*Qué se pide*
¿Puedes continuar el ensayo sobre La Valparadisea a partir de su última oración?

*Fragmento del texto*
· · · · · · ·
Puesto que somos pasajeros momentáneos en nuestro viaje existencial, imposible soslayar un libro como La Valparadisea del sólido poeta porteño Luis Correa-Díaz, de origen santiaguino, hijo de padres sureños y de extranjero deambular desde 1993. Pensando en la noción borgiana de viaje circular, éxodo, migración, intentaré una aproximación a su lectura, de suyo de alta complejidad e intensidad semántica por sus diversos ejes de significación, mediante una remisión literaria, intertextual, que el propio poeta sugiere (“…escribo / este que quisiera yo fuera un bosquejo / de ese gran poema épico al antiguo modo, / con ese título a la altura de los universales”).
Al igual que su cuasi homóloga La Odisea, esta obra se instala en el imaginario de su lector como un faro destinado a advertir a sus visitantes de los riesgos y cariños inacabables que aguardan en las costas y los cerros de una ciudad portuaria como Valparaíso, asentada en el fin del mundo, desahuciada y olvidada de las cartografías por mor de su propio infortunio, en cuyo interior la locura y la esperanza se han terminado por hermanar a través de los siglos. Podría argüirse, prima facie, que en este libro de Correa-Díaz la poesía recupera su ancestral talante épico (como él lo querría), para ensalzar el coraje y la resiliencia de sus habitantes, devenidos albaceas de un puerto impreciso y quimérico, que, como no sea por su porfiado arraigo al hogar, resisten a la adversidad y la condena sin claros fundamentos e incluso sabiendo que su morada se descompone de modo irreparable.
· · · · · · ·
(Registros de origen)
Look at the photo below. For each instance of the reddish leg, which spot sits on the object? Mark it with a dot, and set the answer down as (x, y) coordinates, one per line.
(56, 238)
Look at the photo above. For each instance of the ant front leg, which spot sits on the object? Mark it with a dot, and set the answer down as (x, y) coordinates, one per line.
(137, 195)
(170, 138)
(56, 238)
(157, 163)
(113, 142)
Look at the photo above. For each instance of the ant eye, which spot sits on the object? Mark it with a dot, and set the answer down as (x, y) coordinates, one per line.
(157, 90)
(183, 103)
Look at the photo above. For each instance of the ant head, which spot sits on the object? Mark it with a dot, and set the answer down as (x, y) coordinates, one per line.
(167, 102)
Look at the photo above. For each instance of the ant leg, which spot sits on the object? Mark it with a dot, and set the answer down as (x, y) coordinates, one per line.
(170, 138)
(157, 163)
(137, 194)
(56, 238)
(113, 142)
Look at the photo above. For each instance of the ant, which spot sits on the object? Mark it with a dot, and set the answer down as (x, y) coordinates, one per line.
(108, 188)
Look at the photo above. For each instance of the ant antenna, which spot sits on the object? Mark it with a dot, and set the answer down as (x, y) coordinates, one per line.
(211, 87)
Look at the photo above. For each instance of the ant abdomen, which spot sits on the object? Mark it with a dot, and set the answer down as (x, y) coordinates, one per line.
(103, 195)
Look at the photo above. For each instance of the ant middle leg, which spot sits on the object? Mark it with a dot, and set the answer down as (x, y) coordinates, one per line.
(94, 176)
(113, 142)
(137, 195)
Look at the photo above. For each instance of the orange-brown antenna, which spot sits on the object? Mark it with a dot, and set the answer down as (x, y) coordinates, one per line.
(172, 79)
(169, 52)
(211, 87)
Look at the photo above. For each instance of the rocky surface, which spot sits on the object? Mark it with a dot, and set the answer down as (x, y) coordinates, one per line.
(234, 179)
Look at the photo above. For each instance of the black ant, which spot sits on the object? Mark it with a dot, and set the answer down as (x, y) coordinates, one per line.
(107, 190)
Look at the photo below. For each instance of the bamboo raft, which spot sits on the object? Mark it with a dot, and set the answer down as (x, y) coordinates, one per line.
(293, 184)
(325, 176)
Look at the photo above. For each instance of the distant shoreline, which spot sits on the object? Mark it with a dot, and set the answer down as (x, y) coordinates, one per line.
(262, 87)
· · · · · · ·
*Respuesta del ejercicio*
Ya se ha acreditado por investigadores y estudiosos del arte que las expresiones de lo que hoy entendemos por manifestaciones artísticas comenzaron siendo épicas. Y así como la pintura rupestre representó escenas de caza, la primera literatura ensalzó las hazañas de héroes de guerra, transmutados luego en seres mitológicos que prefiguraron el carácter de sus pueblos y les ofrecieron una razón en la que creer y asentar su fe en un futuro común. Una vocación semejante podría asignársele a los porteños, intrépidos navegantes de un velero sin velamen, encallado a perpetuidad entre los roqueríos. En el caso de La Odisea fue por orden de Pisístrato que el peregrinaje del marinero Odiseo quedó escrito, para evitar caer víctima de la feble evocación humana sustentada sólo en la tradición oral y erigirse como una guía moral de los súbditos troyanos. En lo que concierne a La Valparadisea es por decisión del poeta Luis Correa-Díaz, que, resuelto a ir más allá de las puras palabras que su antecesora, utiliza un método que nos captura desde el inicio de la lectura, porque se despliega además fuera de las fronteras del mero acto escritural y plantea a su lector continuar su fascinante y turbulenta singladura adentrándose en los novedosos piélagos de la tecnología, los códigos QR y otros ingenios de esta índole. Este hallazgo es una primera vuelta de tuerca respecto de su doppelgänger literario.
El hablante de La Valparadisea recorre la urbe real e imaginaria que en la obra se describe y que ha sido diseñada a la manera de una evanescente Macondo orillera, casi un espejismo en mitad de la nada y la humedad, para regresar a ella después de lo que suponemos ha sido un largo viaje, de una suerte de exilio de sí mismo, de su identidad y raíces culturales, de su propia nostalgia e idiosincrasia. Este es un regreso atemporal, porque acontece en la profunda intimidad del desterrado, en su emocionalidad desgarrada, doliente: en su deseo de retornar, cual Odiseo posmoderno, a la seguridad de su familia, de sus amores habidos, del antiguo mundo en el que duermen su niñez y juventud.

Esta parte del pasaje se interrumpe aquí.